Data to use
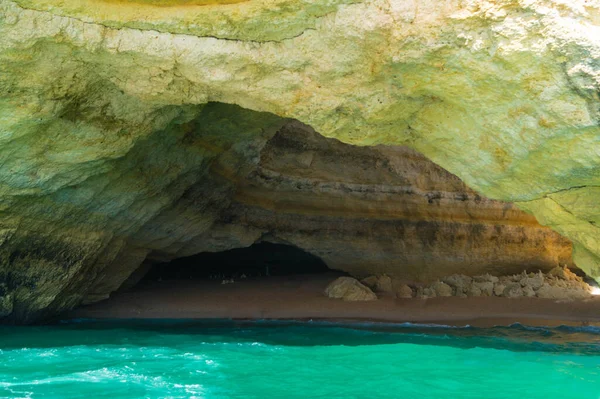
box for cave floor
[62,272,600,327]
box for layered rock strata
[0,104,571,320]
[362,267,598,300]
[0,0,600,320]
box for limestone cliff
[0,104,571,320]
[0,0,600,319]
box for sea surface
[0,320,600,399]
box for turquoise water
[0,321,600,399]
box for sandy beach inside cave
[61,273,600,327]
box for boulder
[472,282,498,296]
[430,281,452,296]
[442,274,473,296]
[523,285,535,298]
[473,273,499,284]
[467,285,481,296]
[375,274,394,293]
[325,277,377,301]
[502,283,523,298]
[494,282,506,296]
[0,294,13,318]
[519,272,544,290]
[360,276,378,290]
[537,283,591,300]
[361,274,394,293]
[396,284,413,298]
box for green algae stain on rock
[101,0,250,7]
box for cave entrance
[142,242,331,282]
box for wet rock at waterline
[325,277,377,302]
[0,0,600,321]
[363,267,592,300]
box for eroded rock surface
[0,104,571,319]
[0,0,600,320]
[376,267,593,300]
[325,277,377,302]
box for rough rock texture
[392,267,592,300]
[325,277,377,301]
[0,104,571,320]
[0,0,600,320]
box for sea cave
[0,0,600,399]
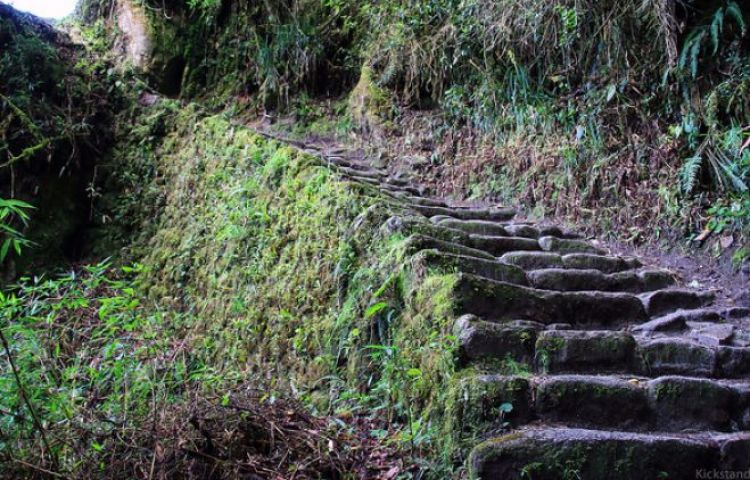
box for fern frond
[711,8,724,54]
[679,156,703,193]
[726,0,747,36]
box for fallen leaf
[719,235,734,250]
[695,228,711,242]
[383,467,401,480]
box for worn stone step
[528,268,675,293]
[433,217,512,237]
[455,274,648,328]
[500,251,563,270]
[469,234,540,257]
[562,253,643,273]
[639,288,715,317]
[468,428,750,480]
[416,250,529,285]
[338,166,388,181]
[404,195,448,208]
[456,374,750,432]
[414,205,516,221]
[406,235,495,261]
[534,330,641,373]
[534,330,750,378]
[539,236,607,255]
[632,308,723,335]
[453,314,544,364]
[455,315,750,379]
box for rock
[562,253,642,273]
[636,338,717,377]
[639,288,714,317]
[406,235,495,261]
[690,323,734,347]
[437,217,509,237]
[505,223,540,239]
[716,347,750,378]
[632,312,687,334]
[468,234,539,257]
[454,315,537,363]
[720,437,750,470]
[456,275,646,326]
[638,270,677,292]
[536,331,635,373]
[415,250,528,285]
[469,428,719,480]
[413,205,516,222]
[528,268,609,292]
[536,375,648,429]
[648,377,737,431]
[449,375,532,433]
[546,323,573,331]
[500,252,563,270]
[539,237,606,255]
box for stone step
[639,288,715,317]
[415,250,529,285]
[500,252,643,274]
[414,205,516,221]
[528,268,675,293]
[431,217,512,237]
[539,236,607,255]
[469,234,540,257]
[430,220,578,240]
[562,253,643,273]
[455,274,648,328]
[460,375,750,432]
[406,235,495,261]
[455,315,750,378]
[469,428,750,480]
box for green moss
[92,101,482,474]
[349,66,394,131]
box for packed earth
[0,0,750,480]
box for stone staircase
[260,131,750,480]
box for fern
[679,156,703,194]
[726,1,747,36]
[678,0,747,78]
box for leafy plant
[679,0,747,78]
[0,198,34,263]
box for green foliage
[679,0,747,78]
[0,198,34,263]
[0,263,194,476]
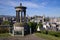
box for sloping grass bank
[0,33,11,38]
[35,33,60,40]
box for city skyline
[0,0,60,17]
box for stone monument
[12,3,26,36]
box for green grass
[0,33,11,38]
[35,33,60,40]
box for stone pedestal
[12,23,24,36]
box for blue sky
[0,0,60,17]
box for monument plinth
[13,3,26,36]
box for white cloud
[0,0,47,8]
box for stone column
[21,11,22,22]
[16,11,20,22]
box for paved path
[0,34,44,40]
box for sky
[0,0,60,17]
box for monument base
[12,23,24,36]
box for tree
[28,22,37,34]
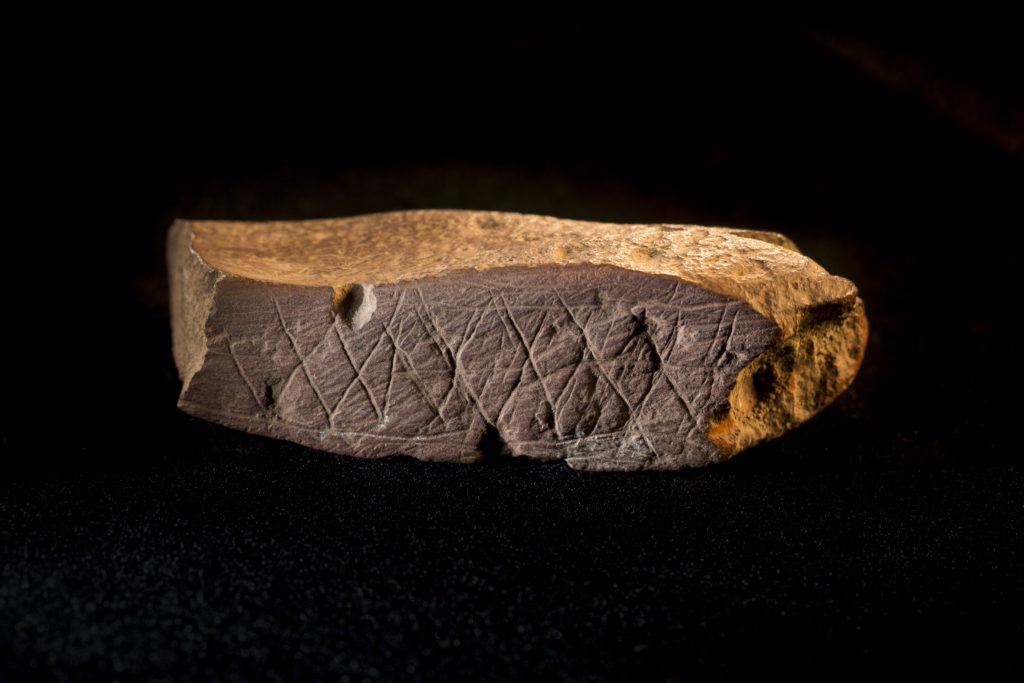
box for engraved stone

Aim
Copy every line above word for word, leaving out the pictures.

Response for this exercise
box for cave floor
[62,272,600,327]
box for layered rock strata
[0,104,571,320]
[362,267,598,300]
[0,0,600,320]
box for limestone cliff
[0,104,571,320]
[0,0,600,319]
box for sea surface
[0,320,600,399]
box for turquoise water
[0,321,600,399]
box for sandy beach inside cave
[61,273,600,327]
box for boulder
[472,282,498,296]
[430,281,452,296]
[442,274,473,296]
[523,285,535,298]
[473,273,499,284]
[467,285,481,296]
[375,274,394,293]
[325,277,377,301]
[502,283,523,298]
[494,282,506,296]
[0,294,13,318]
[519,272,544,290]
[360,276,378,290]
[537,283,591,300]
[361,274,394,293]
[396,284,413,298]
box for green algae stain on rock
[101,0,250,7]
box for cave entrance
[142,242,331,282]
box for wet rock at waterline
[325,277,377,302]
[0,0,600,321]
[363,267,592,300]
box for eroded rock surface
[0,104,571,319]
[0,0,600,320]
[376,267,593,300]
[325,277,377,302]
box for rough rock texture
[392,267,592,300]
[325,277,377,301]
[0,104,571,320]
[0,0,600,320]
box for sea cave
[0,0,600,399]
box for fern frond
[711,8,724,54]
[679,156,703,193]
[726,0,747,36]
box for fallen leaf
[719,235,734,250]
[695,228,711,242]
[383,467,401,480]
box for worn stone step
[528,268,675,293]
[433,217,512,237]
[455,274,648,328]
[500,251,563,270]
[469,234,540,257]
[562,253,643,273]
[639,288,715,317]
[468,428,750,480]
[416,250,529,285]
[338,166,388,181]
[404,195,448,208]
[456,374,750,432]
[414,205,516,221]
[406,235,495,261]
[534,330,641,373]
[534,330,750,378]
[539,236,607,255]
[632,308,723,335]
[453,314,544,364]
[455,315,750,379]
box for rock
[562,253,642,273]
[636,338,717,377]
[639,288,714,317]
[406,235,495,261]
[690,323,734,347]
[437,217,509,237]
[505,223,540,239]
[716,347,750,378]
[632,312,687,334]
[468,234,539,257]
[454,315,537,363]
[720,437,750,470]
[456,275,646,326]
[638,270,677,292]
[536,331,635,373]
[415,250,528,285]
[469,428,719,480]
[413,205,516,222]
[528,268,609,292]
[536,375,648,429]
[648,377,737,431]
[449,375,532,433]
[546,323,573,331]
[500,252,563,270]
[539,237,606,255]
box for stone step
[639,288,715,317]
[415,250,529,285]
[500,252,643,274]
[414,205,516,221]
[528,268,675,293]
[431,217,512,237]
[539,236,607,255]
[469,234,540,257]
[430,220,578,240]
[562,253,643,273]
[455,274,648,328]
[460,375,750,432]
[406,235,495,261]
[455,315,750,378]
[469,428,750,480]
box for green moss
[92,101,482,474]
[349,66,394,131]
box for packed earth
[0,0,750,480]
box for stone staircase
[260,131,750,480]
box for fern
[679,156,703,194]
[726,1,747,36]
[678,0,747,78]
box for leafy plant
[679,0,747,78]
[0,198,34,263]
box for green foliage
[679,0,747,78]
[0,198,34,263]
[0,263,194,476]
box for sloping grass bank
[0,33,11,38]
[35,33,60,40]
box for city skyline
[0,0,60,17]
box for stone monument
[12,3,26,36]
box for green grass
[0,33,11,38]
[35,33,60,40]
box for stone pedestal
[12,23,24,36]
box for blue sky
[0,0,60,17]
box for monument plinth
[13,3,26,36]
box for white cloud
[0,0,47,8]
box for stone column
[21,11,22,22]
[16,11,20,22]
box for paved path
[0,34,44,40]
box for sky
[0,0,60,17]
box for monument base
[12,23,24,36]
box for tree
[28,22,37,34]
box for engraved stone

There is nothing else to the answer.